#### REQUEST A:
Reproduce the passage on database mail storage word for word, starting with "First of all, we" and going on through "and attribute values.".
#### REQUEST B:
Pull out every line of the records that contains the word "valve", matching uppercase and lowercase letters exactly.

-- Begin SOURCE PASSAGE --

Taking these thoughts further, does this API mean that the user is
less likely to delete messages? Will we get enormous mail databases
with items squirreled away in obscure categories? Do we need to give
the user tools to help him clean up the database?

Finally, there is one major piece missing from the above. What do we
do if the user wants to search for a word or phrase in the subject or
body of one of the messages? This is arguably the most useful
feature, yet it is not obviously provided by a database based message
store; it can just as easily be provided by a traditional email
datastore. So is the whole complex edifice described above useful
enough to warrant working on an implementation? If we can’t convince
the user to maintain and use the user attributes, the answer is
probably no.

Mail Client UI

In my opinion, defining the database and inventing some examples of
how it could be used is the easy bit. The UI is another matter
entirely. After all, we can have the most advanced database in the
world, but it will not be used unless the interface to it is simple
and intuitive. User interface design is not my strong point, so I won’t belabor this
issue, but I’d like to briefly suggest some approaches that I think
might be fruitful.

First of all, we should define the problem: There are three aspects of the UI to a database message store:

  • Schema modifications – introducing new attributes and attribute values.

-- End SOURCE PASSAGE --
-- Begin RECORDS SUPPLIED --

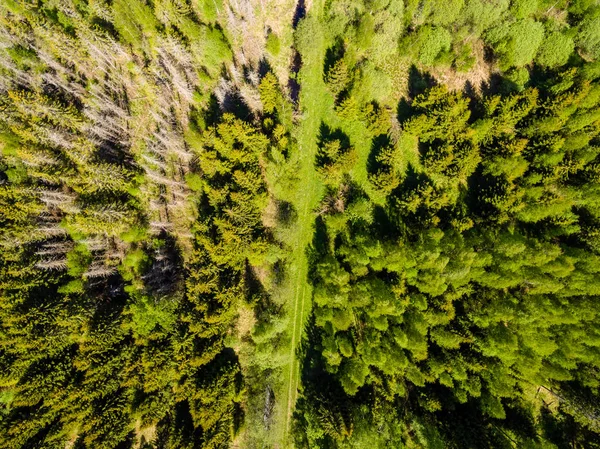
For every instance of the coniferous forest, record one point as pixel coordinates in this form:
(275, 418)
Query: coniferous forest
(307, 224)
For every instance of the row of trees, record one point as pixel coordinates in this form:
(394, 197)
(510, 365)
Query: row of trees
(455, 290)
(130, 221)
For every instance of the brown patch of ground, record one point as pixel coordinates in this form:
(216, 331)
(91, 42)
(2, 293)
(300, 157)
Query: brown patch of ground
(475, 78)
(246, 321)
(143, 434)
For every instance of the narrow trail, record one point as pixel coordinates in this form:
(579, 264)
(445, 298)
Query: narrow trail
(306, 199)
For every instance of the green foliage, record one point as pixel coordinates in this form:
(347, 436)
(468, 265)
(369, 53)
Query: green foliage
(555, 50)
(273, 44)
(432, 42)
(518, 43)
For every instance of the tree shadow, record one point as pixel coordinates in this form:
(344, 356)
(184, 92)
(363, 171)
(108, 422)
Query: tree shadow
(299, 13)
(163, 276)
(419, 82)
(333, 54)
(378, 144)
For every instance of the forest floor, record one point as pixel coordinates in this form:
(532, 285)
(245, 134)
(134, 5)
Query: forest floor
(315, 104)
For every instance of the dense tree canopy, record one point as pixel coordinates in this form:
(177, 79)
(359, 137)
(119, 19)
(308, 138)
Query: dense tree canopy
(331, 224)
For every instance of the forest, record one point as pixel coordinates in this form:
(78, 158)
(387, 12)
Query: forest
(312, 224)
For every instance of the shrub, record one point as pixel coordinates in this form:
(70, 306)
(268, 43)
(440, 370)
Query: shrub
(516, 44)
(434, 40)
(273, 44)
(555, 50)
(588, 38)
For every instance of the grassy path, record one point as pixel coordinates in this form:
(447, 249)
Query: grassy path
(316, 104)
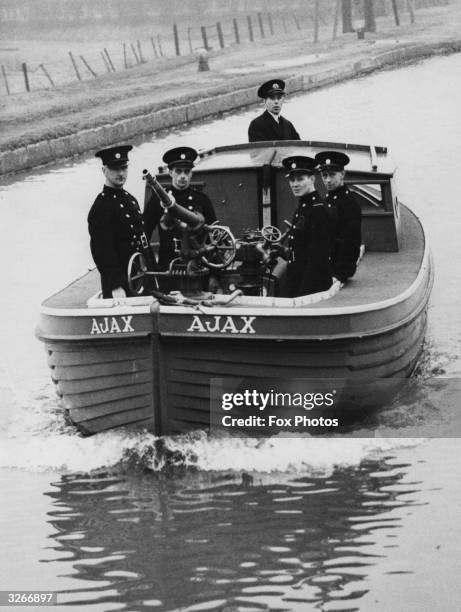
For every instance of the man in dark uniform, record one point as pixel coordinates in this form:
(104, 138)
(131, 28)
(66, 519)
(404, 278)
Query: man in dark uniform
(308, 269)
(271, 125)
(180, 162)
(115, 224)
(347, 213)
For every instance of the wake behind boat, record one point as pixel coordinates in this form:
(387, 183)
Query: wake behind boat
(148, 361)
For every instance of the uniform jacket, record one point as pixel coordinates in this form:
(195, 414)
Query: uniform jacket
(348, 235)
(265, 127)
(116, 232)
(190, 198)
(309, 244)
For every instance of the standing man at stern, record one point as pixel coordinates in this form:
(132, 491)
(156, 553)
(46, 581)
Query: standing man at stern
(180, 162)
(271, 125)
(308, 269)
(346, 211)
(115, 224)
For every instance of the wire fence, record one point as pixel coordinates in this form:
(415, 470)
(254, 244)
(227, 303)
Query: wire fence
(185, 41)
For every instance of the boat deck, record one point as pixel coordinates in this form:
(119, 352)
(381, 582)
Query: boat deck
(380, 276)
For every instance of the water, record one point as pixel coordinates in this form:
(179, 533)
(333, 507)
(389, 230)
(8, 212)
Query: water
(121, 522)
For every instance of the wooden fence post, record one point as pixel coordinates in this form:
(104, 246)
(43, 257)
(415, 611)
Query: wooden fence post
(335, 23)
(6, 80)
(138, 61)
(347, 16)
(26, 76)
(411, 10)
(236, 31)
(271, 25)
(106, 63)
(204, 37)
(176, 39)
(109, 59)
(75, 66)
(369, 13)
(250, 28)
(316, 21)
(141, 57)
(153, 46)
(220, 34)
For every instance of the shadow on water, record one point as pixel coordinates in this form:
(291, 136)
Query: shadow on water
(225, 541)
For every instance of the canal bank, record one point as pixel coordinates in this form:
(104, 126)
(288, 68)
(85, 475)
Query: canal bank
(225, 89)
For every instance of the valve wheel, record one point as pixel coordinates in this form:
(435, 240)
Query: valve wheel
(271, 233)
(137, 269)
(220, 247)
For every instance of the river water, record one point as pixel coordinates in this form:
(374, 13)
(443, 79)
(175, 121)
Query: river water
(357, 522)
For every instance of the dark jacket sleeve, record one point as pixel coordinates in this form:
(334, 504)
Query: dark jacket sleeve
(152, 213)
(101, 226)
(349, 238)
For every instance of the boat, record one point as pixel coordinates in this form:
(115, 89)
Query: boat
(149, 362)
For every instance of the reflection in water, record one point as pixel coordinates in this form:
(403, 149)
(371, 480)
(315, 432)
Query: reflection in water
(194, 539)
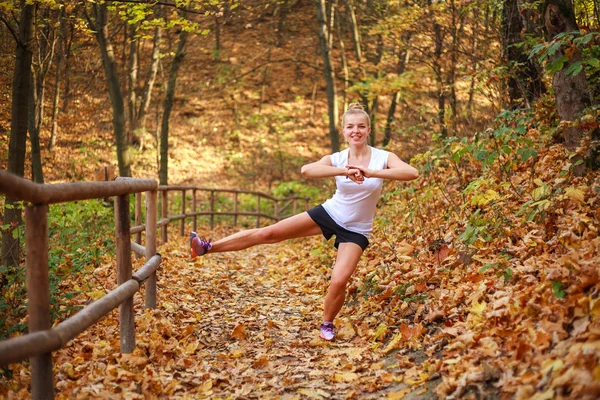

-- End RECORDS SUPPLIED --

#### OUTPUT A:
First of all, we should define the problem: There are three aspects of the UI to a database message store:

  • Schema modifications – introducing new attributes and attribute values.

#### OUTPUT B:
For every instance of the valve wheel, record one point as pixel coordinates in this form:
Query: valve wheel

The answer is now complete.